WHAT TO DO -
Below are some records. How many of their lines contain the string "forehead"? Answer with the number alone.

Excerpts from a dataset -
※

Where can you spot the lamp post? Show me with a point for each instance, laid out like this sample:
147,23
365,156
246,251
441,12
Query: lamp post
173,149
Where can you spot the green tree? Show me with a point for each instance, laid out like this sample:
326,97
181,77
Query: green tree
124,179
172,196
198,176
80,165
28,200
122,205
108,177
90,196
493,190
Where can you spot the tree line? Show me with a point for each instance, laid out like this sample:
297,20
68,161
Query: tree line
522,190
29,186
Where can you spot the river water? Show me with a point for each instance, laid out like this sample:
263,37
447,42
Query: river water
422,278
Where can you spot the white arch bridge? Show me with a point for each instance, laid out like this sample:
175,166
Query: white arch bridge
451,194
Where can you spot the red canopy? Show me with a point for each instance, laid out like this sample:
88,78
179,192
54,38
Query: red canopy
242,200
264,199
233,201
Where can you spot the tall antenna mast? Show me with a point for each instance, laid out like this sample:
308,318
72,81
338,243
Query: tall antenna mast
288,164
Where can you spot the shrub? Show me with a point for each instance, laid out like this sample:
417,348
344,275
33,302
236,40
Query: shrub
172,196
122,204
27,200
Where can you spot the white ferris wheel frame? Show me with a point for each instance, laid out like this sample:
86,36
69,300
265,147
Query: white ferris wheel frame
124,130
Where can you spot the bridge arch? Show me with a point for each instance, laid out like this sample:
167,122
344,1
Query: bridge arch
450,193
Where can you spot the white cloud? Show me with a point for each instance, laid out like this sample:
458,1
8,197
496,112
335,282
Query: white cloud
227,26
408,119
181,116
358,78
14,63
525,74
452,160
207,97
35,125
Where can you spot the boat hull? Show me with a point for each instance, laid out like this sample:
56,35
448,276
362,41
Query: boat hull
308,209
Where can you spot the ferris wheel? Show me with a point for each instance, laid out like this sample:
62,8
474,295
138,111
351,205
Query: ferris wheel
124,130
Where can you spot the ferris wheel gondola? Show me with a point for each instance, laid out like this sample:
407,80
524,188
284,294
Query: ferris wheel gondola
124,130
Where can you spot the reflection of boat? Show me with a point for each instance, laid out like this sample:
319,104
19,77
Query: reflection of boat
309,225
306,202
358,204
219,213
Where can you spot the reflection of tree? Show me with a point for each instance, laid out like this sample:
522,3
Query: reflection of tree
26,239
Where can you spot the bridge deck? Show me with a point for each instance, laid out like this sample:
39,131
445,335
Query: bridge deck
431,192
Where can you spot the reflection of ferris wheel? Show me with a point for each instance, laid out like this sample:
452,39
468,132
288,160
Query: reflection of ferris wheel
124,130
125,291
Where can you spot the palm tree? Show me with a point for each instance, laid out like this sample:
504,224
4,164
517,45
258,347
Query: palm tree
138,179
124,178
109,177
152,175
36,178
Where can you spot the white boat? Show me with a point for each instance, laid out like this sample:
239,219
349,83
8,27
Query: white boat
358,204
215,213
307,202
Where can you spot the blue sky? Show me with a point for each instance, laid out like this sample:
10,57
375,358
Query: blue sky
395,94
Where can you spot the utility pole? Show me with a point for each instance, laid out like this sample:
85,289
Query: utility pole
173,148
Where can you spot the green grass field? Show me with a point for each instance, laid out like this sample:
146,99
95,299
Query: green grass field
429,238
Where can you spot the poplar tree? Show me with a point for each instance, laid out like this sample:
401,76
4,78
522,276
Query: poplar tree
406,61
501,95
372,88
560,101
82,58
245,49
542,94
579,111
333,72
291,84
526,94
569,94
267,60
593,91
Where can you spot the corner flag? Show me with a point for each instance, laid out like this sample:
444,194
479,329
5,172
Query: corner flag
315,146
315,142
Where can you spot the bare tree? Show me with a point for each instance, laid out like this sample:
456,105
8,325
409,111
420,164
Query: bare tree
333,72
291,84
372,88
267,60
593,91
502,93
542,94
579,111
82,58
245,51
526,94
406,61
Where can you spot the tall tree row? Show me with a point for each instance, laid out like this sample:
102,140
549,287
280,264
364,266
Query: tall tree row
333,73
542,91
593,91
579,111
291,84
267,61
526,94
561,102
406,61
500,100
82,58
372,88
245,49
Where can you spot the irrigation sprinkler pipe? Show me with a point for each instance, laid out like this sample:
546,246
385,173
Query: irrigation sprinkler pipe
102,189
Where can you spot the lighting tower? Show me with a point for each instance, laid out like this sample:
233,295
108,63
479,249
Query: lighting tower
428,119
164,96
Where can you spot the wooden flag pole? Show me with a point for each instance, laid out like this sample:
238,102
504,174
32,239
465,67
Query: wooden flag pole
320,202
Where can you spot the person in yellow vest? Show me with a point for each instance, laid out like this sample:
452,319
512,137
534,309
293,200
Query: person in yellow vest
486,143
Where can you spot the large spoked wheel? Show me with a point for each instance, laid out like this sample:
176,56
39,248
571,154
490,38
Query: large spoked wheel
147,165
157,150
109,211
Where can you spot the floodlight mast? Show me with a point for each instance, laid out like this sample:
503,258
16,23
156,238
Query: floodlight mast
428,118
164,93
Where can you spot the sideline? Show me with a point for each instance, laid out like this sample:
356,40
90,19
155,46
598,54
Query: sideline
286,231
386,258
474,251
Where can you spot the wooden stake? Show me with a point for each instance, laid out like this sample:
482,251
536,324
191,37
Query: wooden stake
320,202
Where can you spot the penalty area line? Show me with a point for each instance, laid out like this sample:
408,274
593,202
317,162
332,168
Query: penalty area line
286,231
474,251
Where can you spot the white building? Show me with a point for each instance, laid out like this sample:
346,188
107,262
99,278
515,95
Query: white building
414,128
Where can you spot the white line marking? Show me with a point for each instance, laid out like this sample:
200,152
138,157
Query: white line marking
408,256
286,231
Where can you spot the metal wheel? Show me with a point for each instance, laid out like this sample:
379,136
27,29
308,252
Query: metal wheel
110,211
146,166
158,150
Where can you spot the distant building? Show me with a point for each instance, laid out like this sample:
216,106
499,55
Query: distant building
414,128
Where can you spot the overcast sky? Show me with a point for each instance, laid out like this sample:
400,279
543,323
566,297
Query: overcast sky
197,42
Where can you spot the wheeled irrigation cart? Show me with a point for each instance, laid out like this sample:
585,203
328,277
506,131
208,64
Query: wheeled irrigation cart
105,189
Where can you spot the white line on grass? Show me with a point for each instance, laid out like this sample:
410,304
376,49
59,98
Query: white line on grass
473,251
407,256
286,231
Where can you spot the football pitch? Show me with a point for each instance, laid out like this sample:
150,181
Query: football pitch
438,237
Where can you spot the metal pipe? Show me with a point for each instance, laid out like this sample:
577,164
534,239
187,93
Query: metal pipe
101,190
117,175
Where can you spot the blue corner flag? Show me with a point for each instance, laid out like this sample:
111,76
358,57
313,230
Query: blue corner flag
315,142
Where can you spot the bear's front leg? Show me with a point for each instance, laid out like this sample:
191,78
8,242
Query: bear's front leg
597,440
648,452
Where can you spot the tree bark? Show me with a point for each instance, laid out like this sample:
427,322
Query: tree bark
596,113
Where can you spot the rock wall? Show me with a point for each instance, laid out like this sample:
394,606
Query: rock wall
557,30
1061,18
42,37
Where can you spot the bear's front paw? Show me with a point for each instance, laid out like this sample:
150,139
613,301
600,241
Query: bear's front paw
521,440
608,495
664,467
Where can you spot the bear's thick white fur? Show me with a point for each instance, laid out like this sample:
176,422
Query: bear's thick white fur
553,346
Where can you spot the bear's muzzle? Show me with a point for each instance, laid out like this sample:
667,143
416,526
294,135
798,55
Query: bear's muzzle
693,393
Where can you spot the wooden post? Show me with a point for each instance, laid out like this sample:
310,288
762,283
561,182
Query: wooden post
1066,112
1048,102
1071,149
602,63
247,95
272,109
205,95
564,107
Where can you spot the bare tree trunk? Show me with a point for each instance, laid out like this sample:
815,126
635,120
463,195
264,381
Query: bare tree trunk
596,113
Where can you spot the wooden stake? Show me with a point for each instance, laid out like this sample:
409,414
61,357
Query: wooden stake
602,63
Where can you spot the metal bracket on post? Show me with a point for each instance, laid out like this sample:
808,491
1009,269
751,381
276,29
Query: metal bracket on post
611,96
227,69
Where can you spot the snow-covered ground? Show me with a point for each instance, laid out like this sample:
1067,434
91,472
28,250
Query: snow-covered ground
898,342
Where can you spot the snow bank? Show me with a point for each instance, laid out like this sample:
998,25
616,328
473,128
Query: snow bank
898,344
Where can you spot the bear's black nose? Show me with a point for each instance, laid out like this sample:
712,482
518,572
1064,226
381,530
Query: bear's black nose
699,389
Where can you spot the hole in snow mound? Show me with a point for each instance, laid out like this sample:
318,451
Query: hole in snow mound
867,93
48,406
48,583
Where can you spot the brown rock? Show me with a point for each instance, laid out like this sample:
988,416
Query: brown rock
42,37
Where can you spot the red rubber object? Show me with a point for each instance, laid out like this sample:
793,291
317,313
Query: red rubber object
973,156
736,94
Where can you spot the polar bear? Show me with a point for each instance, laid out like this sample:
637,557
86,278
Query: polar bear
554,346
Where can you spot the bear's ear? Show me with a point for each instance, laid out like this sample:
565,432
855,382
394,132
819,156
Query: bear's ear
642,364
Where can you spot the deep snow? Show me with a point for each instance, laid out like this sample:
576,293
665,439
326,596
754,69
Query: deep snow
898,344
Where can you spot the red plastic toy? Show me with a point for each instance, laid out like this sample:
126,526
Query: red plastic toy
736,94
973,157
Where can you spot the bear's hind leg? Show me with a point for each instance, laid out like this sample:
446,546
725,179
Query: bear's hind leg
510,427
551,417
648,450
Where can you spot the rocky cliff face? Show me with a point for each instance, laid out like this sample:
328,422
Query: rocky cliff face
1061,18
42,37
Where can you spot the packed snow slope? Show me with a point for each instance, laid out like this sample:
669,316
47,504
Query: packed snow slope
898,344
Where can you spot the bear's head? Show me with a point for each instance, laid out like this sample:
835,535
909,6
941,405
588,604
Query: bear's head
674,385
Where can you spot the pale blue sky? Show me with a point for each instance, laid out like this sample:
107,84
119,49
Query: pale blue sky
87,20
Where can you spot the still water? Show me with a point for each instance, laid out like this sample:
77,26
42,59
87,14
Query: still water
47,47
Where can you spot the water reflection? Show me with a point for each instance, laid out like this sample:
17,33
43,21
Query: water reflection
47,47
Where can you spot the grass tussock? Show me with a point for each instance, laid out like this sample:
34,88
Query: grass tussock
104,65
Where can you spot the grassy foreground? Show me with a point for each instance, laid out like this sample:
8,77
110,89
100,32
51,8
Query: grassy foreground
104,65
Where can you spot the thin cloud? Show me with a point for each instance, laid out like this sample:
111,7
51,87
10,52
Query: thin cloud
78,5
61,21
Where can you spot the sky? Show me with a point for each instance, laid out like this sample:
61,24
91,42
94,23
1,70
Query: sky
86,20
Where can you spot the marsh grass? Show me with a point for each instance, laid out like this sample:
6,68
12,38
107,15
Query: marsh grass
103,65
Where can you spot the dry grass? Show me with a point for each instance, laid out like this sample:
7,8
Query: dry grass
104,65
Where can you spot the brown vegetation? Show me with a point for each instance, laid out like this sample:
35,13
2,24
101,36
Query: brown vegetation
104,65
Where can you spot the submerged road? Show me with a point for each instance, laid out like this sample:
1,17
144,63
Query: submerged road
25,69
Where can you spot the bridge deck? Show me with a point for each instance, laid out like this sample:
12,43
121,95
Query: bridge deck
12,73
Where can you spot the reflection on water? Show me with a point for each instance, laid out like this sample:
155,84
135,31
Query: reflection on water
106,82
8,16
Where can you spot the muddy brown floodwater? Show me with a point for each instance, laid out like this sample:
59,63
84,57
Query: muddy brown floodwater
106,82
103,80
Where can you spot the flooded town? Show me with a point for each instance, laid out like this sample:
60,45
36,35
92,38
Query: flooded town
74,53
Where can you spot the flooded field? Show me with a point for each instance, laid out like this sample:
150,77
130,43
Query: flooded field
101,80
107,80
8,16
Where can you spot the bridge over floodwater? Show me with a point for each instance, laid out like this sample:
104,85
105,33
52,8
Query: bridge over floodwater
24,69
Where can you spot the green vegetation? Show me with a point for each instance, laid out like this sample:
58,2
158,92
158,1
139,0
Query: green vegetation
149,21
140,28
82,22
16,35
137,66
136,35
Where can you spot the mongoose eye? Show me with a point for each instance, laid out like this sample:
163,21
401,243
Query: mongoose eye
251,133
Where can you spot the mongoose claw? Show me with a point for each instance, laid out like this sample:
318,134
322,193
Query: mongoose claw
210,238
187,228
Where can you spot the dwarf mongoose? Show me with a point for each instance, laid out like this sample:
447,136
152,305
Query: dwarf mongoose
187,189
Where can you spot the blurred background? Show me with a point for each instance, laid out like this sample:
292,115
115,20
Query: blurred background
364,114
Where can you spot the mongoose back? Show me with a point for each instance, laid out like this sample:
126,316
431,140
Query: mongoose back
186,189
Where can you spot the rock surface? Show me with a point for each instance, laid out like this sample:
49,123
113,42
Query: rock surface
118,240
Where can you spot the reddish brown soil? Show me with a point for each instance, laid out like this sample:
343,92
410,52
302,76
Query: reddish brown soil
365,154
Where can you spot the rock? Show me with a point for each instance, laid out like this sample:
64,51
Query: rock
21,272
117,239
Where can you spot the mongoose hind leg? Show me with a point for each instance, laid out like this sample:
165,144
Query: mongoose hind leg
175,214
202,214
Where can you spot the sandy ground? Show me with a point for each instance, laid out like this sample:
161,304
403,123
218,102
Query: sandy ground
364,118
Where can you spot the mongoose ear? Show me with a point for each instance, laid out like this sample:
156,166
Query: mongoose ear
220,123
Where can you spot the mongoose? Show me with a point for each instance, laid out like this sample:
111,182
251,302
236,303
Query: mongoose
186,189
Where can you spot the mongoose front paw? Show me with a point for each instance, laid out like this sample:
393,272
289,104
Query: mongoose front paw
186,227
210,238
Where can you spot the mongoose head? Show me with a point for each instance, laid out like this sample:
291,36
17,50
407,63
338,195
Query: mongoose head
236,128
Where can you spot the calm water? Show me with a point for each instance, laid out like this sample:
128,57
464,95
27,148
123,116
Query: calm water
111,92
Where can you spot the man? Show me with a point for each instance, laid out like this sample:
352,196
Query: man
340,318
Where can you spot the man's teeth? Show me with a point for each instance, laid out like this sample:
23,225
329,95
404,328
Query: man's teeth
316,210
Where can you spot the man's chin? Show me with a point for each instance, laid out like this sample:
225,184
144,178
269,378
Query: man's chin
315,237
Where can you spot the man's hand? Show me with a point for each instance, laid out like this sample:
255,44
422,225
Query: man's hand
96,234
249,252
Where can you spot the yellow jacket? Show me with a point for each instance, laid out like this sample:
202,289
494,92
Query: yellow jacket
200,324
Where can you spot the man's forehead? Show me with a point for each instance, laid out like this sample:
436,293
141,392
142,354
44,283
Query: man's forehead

※

TASK ANSWER -
2